• **EXERCISE DIRECTIONS**:
Produce word for word the lines of the data below running from the one that has "For the trial run, indicate each instance of the window with" to the one that has "x=472 y=379", inclusive, and no others.

::: MATERIAL SHOWN :::

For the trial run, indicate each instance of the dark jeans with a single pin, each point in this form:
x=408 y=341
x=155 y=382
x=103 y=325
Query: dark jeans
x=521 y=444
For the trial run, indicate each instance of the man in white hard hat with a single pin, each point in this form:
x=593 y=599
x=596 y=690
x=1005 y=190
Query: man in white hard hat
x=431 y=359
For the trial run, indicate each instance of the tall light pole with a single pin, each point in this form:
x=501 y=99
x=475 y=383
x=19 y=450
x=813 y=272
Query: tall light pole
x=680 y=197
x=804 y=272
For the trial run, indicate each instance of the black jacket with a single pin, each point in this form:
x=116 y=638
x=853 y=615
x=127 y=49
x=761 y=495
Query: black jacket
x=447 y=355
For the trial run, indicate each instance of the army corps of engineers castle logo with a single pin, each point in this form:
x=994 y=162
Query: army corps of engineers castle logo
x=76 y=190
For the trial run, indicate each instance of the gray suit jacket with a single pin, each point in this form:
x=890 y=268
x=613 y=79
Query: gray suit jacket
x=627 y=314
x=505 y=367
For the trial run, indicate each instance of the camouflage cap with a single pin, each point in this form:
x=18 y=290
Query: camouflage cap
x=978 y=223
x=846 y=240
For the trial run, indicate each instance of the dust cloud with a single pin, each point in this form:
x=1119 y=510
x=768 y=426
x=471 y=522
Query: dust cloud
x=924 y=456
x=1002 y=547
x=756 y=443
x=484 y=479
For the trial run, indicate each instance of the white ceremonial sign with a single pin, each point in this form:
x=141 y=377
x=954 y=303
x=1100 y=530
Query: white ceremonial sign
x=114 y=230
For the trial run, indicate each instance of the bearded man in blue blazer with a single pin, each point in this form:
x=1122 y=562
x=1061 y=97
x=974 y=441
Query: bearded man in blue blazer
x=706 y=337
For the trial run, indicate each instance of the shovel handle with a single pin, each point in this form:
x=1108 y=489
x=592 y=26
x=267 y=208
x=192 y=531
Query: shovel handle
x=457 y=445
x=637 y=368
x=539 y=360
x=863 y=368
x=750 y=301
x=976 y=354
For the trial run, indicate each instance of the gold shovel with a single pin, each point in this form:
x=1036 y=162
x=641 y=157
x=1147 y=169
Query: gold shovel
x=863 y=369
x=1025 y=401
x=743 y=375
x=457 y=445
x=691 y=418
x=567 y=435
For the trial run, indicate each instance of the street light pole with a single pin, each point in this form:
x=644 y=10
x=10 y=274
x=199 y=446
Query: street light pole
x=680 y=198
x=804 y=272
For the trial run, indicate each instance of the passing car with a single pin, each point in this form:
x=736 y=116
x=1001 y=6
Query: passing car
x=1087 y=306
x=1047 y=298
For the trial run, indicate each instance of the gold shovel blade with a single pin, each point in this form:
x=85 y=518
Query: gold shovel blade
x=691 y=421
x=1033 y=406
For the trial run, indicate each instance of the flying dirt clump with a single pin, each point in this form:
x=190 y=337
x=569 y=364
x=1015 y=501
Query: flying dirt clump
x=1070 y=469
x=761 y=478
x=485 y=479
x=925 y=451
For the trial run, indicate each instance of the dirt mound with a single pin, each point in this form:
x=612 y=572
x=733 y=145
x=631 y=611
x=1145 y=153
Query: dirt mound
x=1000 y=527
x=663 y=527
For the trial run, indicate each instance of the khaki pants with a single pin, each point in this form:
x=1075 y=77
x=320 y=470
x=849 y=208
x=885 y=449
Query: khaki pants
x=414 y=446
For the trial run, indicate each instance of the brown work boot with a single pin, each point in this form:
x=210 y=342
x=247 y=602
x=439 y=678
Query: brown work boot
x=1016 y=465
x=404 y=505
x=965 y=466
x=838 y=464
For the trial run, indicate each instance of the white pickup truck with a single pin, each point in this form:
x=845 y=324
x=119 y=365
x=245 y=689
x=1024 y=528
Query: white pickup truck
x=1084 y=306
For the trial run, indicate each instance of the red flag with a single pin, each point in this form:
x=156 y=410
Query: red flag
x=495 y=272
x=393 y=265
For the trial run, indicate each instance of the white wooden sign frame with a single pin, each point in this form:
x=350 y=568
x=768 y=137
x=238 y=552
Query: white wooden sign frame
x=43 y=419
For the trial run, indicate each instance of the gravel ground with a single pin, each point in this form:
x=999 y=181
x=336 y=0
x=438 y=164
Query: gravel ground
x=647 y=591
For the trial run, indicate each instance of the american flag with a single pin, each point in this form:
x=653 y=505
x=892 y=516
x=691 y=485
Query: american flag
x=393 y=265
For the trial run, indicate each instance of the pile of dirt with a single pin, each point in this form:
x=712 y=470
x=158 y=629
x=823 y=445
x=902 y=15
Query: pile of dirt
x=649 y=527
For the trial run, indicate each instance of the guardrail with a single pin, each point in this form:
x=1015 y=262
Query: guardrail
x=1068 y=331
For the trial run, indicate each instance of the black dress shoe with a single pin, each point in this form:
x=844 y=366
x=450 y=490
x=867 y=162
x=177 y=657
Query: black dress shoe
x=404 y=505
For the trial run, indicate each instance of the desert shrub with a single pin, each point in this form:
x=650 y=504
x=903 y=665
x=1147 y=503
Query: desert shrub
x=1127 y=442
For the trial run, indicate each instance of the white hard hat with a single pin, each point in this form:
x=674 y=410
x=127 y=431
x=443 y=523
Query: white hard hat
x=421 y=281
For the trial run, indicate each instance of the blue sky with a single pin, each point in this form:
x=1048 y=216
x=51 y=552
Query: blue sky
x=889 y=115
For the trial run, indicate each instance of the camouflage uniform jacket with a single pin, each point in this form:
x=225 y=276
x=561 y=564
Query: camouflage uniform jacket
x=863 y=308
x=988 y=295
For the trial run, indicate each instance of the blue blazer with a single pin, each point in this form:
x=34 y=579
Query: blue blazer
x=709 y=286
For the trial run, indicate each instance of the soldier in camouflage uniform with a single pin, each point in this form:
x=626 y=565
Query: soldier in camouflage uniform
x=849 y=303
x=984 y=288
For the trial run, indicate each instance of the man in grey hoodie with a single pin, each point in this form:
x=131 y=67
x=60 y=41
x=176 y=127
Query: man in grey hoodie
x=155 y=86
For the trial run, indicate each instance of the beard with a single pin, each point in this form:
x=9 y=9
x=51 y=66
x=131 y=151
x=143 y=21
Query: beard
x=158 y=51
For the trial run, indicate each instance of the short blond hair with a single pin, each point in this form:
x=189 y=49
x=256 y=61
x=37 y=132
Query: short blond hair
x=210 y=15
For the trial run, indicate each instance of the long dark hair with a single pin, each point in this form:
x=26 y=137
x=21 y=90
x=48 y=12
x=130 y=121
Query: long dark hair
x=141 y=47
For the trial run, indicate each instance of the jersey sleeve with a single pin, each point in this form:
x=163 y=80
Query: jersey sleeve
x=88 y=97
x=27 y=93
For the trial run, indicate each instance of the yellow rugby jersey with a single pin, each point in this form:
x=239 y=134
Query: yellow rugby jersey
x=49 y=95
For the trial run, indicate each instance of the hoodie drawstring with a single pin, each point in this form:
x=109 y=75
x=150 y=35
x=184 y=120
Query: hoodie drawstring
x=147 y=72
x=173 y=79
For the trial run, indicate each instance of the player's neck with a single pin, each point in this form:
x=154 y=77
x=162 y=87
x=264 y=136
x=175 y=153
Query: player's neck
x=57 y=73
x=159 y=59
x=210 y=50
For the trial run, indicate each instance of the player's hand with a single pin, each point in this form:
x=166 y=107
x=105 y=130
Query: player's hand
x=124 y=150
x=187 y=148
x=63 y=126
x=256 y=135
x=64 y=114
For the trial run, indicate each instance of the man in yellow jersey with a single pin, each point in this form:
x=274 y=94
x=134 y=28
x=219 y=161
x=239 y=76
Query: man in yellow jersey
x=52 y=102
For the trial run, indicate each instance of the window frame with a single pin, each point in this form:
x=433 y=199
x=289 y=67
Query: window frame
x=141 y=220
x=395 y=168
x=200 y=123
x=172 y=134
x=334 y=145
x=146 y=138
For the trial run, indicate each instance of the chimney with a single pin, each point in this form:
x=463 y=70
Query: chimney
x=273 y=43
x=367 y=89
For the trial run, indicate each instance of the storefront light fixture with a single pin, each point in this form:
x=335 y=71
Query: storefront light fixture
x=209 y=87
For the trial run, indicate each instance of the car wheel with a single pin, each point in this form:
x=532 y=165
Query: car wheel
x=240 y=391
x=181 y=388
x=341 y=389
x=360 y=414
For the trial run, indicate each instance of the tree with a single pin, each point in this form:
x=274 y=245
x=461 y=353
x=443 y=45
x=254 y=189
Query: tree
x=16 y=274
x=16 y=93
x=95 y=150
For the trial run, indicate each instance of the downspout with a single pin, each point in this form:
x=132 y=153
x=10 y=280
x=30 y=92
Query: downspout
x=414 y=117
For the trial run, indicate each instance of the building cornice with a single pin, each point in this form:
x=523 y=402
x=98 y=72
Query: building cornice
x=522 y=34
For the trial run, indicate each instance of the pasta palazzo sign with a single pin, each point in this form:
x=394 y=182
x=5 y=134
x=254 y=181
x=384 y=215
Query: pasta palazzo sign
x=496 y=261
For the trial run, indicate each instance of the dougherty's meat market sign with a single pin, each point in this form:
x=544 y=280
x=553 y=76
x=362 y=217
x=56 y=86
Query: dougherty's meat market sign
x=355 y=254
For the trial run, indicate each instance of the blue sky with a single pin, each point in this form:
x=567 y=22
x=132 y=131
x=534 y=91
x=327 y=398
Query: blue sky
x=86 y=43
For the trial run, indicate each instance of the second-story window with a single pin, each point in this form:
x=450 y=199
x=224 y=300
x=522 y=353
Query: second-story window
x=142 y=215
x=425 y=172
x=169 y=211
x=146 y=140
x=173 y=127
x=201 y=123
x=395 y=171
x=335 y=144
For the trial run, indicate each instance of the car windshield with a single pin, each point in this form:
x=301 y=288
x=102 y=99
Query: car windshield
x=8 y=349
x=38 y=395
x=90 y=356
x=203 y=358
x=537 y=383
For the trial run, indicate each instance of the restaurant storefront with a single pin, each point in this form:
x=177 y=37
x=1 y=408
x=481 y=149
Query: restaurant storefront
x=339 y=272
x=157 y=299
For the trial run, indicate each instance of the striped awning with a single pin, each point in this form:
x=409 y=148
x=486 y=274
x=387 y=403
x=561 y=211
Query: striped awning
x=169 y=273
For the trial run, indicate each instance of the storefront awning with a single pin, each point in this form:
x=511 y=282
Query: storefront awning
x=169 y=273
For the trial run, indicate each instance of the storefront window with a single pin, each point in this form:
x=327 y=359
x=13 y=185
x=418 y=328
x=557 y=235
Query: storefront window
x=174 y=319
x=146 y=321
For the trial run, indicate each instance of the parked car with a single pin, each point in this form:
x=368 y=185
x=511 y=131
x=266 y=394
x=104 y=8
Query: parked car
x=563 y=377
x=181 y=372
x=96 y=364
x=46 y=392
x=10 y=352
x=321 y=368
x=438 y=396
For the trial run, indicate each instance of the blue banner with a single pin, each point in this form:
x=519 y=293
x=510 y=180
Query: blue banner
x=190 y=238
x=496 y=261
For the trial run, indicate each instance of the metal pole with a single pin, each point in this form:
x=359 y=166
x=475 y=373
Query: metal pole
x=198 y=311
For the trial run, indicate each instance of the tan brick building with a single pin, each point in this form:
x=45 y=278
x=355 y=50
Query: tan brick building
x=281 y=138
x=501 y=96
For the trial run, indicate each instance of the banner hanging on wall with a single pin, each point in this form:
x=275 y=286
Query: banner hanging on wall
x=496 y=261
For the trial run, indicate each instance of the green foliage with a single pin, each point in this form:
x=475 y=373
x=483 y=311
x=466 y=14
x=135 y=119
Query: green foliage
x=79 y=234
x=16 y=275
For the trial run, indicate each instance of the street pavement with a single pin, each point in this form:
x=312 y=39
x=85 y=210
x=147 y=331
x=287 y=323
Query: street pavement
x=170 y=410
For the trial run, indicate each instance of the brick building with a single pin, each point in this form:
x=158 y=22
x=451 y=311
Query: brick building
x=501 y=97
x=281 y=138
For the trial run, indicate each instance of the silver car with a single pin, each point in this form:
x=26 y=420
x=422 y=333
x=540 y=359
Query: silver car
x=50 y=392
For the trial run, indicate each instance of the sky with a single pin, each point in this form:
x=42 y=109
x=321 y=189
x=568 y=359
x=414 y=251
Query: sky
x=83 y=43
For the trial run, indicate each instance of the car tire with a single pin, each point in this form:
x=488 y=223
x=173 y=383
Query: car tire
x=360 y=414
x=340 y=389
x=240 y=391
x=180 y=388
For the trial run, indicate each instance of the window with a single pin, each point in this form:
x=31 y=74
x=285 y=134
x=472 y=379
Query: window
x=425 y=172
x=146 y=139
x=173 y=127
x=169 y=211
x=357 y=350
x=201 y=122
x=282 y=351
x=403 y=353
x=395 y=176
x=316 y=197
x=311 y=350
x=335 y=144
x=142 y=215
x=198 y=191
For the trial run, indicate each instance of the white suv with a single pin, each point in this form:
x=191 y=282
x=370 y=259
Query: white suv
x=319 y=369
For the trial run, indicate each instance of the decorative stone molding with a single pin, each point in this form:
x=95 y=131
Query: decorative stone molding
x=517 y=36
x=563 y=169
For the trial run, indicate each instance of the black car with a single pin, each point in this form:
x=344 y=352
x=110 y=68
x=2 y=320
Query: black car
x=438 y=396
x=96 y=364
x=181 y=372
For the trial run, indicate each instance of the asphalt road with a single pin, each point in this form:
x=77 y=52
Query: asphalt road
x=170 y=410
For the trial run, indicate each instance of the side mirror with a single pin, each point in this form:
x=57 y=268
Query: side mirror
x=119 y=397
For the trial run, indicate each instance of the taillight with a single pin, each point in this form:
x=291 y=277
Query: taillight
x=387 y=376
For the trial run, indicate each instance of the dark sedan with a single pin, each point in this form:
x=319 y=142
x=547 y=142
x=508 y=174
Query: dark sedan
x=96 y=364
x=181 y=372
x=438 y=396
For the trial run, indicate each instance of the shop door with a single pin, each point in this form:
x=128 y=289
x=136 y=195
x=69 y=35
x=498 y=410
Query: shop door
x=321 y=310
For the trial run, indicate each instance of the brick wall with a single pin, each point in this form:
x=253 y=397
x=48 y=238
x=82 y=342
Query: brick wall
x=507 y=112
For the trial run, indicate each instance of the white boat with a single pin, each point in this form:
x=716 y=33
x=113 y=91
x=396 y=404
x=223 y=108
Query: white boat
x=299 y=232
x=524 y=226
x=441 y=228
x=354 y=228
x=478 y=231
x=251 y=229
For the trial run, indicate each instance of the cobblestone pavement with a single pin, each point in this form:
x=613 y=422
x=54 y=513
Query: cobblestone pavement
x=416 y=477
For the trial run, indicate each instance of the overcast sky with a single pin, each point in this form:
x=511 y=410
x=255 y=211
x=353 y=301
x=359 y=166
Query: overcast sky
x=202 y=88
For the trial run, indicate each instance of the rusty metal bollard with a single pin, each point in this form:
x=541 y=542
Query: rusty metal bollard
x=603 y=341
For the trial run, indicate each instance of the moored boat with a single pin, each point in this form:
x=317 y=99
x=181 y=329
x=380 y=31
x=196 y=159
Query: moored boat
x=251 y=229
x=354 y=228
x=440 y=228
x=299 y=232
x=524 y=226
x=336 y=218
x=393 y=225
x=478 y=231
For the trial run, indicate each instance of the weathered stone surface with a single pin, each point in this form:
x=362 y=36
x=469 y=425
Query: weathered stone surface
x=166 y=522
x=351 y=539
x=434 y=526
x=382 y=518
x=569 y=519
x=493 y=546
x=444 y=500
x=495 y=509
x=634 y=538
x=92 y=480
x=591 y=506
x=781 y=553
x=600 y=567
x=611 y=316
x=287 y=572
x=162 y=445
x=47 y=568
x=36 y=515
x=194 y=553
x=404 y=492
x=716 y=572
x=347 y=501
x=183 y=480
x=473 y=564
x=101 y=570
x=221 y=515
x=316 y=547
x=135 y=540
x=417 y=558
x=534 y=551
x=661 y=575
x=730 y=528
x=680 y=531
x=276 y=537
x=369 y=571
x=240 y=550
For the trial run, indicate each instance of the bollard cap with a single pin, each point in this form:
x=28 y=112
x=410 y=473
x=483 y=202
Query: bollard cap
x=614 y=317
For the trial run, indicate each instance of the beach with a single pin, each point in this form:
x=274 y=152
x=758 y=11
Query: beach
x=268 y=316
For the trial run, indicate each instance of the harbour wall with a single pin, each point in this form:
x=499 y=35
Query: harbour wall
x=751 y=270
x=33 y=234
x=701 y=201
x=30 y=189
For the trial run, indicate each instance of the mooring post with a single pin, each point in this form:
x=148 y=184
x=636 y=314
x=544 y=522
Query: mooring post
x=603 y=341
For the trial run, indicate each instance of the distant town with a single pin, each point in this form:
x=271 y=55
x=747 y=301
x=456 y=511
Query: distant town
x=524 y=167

:::

• **EXERCISE OUTPUT**:
For the trial run, indicate each instance of the window with a single pin, each point in this form:
x=31 y=74
x=285 y=134
x=472 y=379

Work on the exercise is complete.